What to work on =
Every entry below should be transcribed exactly; pictures stay out of the copy.

Records supplied =
>>>

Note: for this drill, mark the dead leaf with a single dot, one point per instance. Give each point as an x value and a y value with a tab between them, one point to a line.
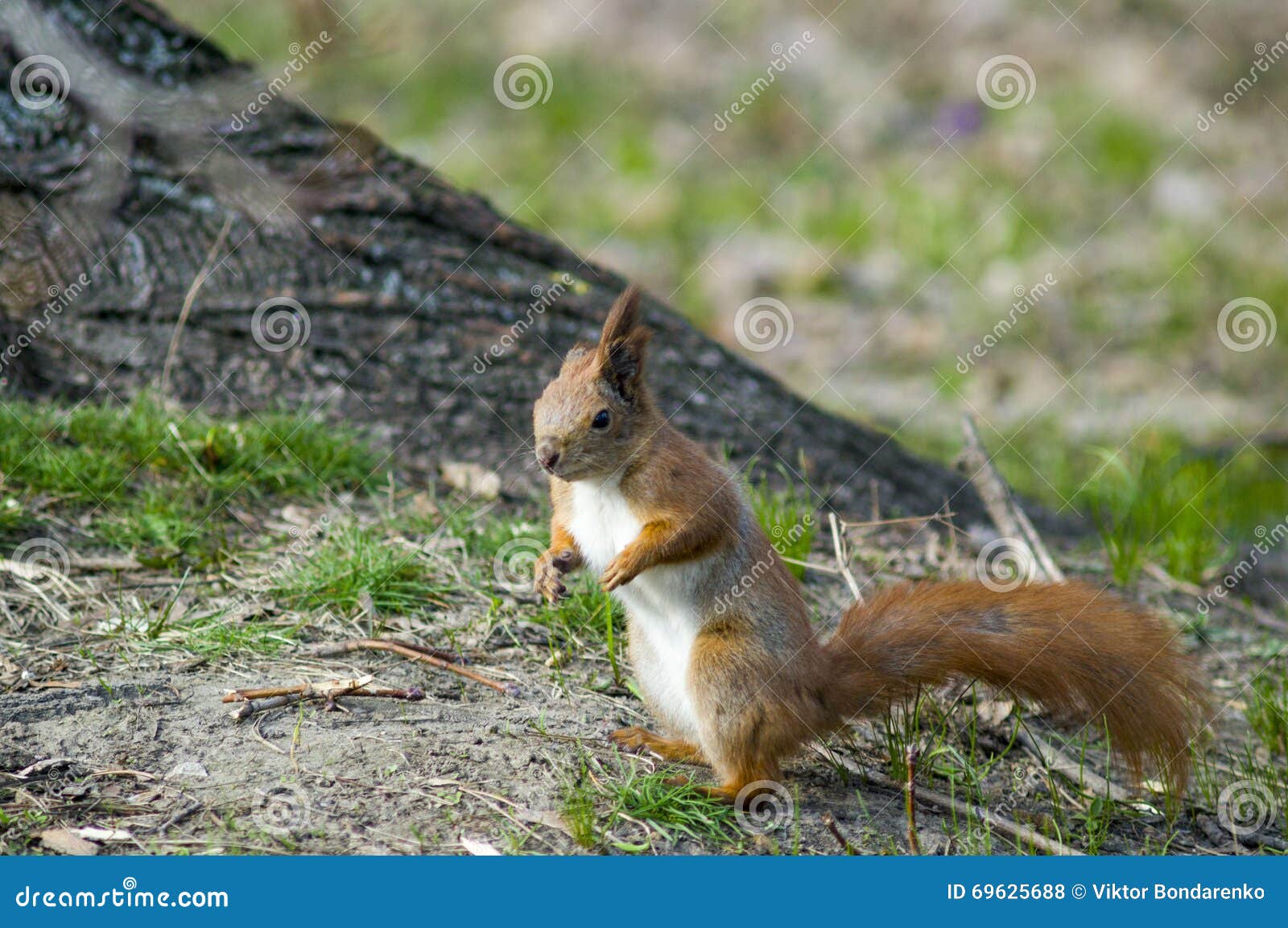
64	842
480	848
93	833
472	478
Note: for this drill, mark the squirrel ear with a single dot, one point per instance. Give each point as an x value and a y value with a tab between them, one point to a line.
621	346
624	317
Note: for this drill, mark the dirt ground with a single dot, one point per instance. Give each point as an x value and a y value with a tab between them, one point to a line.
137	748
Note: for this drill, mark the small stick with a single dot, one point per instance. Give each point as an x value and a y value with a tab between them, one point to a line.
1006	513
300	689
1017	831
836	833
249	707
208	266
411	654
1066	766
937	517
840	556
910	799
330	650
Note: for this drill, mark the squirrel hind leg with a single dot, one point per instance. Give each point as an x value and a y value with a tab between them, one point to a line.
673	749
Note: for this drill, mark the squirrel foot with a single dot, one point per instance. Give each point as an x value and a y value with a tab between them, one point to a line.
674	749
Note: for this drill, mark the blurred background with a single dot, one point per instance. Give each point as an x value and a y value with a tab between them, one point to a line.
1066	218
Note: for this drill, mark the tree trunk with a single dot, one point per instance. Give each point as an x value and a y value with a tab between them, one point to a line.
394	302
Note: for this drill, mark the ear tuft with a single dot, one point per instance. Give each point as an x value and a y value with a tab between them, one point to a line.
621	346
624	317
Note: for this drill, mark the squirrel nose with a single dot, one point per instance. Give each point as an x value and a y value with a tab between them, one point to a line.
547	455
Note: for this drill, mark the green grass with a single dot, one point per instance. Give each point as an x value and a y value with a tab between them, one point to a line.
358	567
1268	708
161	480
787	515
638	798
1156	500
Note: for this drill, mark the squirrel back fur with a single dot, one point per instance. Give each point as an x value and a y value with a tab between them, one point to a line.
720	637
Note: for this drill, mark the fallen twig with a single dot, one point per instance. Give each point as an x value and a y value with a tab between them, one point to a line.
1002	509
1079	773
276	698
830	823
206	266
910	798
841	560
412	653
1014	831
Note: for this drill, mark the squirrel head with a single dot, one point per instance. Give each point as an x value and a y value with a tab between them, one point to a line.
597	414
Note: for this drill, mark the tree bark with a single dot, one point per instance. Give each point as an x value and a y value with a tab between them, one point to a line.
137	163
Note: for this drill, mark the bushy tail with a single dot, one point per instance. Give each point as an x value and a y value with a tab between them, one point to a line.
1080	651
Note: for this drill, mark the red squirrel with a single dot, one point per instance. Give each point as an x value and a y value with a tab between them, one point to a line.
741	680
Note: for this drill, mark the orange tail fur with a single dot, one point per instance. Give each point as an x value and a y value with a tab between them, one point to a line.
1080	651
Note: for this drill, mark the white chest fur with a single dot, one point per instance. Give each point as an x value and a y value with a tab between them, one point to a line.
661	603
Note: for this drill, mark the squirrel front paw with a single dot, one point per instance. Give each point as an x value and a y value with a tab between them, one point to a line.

<<<

Task solution =
Note: for this drill, mark the dead leaf with a single dot, one point per instance. Give each point as an x value and a y value with a tab between them, one point to a line.
64	842
480	848
93	833
472	478
Note: for this drill, mark the squirrel ear with a single dot, one point per instance. Give each point as an x value and a y value with a tab between them, one point to a line.
621	346
624	317
Note: for this drill, mark the dirt ground with a single dot, one point per instance. Give each point as an x value and a y value with a tab between them, one point to a line.
137	748
Note: for this drill, mark the small stick with a single dot, one point per instance. Give each point as an x value and a y value with a tab between them, one point to a line.
1006	513
300	689
1017	831
836	833
249	707
208	266
411	654
1066	766
937	517
840	556
910	799
330	650
Note: for this drill, mark the squirrel hind leg with a single dot, one point per instance. Give each point as an x value and a y value with a tab between them, one point to a line.
673	749
Note: for this drill, mark the squirrel foot with a single dot, one point per instance. Give each point as an x value and a y value with a tab between them, one point to a line.
674	749
Note: for this drill, mark the blurred background with a single dot, one point per instance. Give each point as an x value and a y value with a tab between them, one point to a line.
1066	218
Note: for this drill, mark the tree trunk with a single dot, one point per instance. Give each point as an x value and a y value with a tab between them, one point to a line.
394	302
Note: for this drill, mark the ear tuft with a single dot, one point per instance. Give each point as an x value and a y value with a tab between them, one point to a line.
621	346
624	317
Note: for this drill, mark the squirrel nose with a single dot, one point per instance. Give each point as an x value and a y value with a tab between them, one point to a line.
547	455
Note: for this drill, mark the green grass with a single dot, one point per instance. Give each point as an x value and a y value with a tab between them, one point to a line.
358	567
1268	708
161	480
787	515
638	798
1156	500
Note: for this drill, mark the squirrel back fur with a single dot, one point per instance. Give each point as an x value and a y value with a tab between them, one point to a line.
720	637
Note: for this drill, mark the fallen twig with a single dot, one point per instance. Give each point as an x value and a y value with a tab between them, one point to a line.
1002	509
1079	773
276	698
830	823
206	266
910	798
841	560
412	653
1014	831
Note: for this drill, mark the squirrel head with a single dot, one point per instance. Give each point as an x value and a y value with a tab between them, one point to a line.
597	414
Note: for this drill, mark the tree bark with a single dot, one point per instance. Give each point as an x value and a y value with a tab between them, one point to a line.
137	163
Note: for this drill, mark the bushy tail with a single dot, one point per instance. Give each point as an x value and a y value with a tab between them, one point to a line.
1080	651
Note: for this drill, mark the red squirrel with a single dot, one point per instance. Give each point as an x value and a y value with a tab between them, one point to a line.
741	680
Note: for this drill, mark the orange tail fur with a single dot, one point per instance. Give each point as an x value and a y value with a tab between them, one point to a line.
1080	651
Note: for this drill, mark the white chest fur with a single dot, one point per instance. Give each point as an x value and a y value with a tab between them, one point to a line.
661	603
Note: for this drill, mark the squirrel front paw with a single dot, one point per instance. Give each point as an x value and a y value with a tab between them, one point to a line.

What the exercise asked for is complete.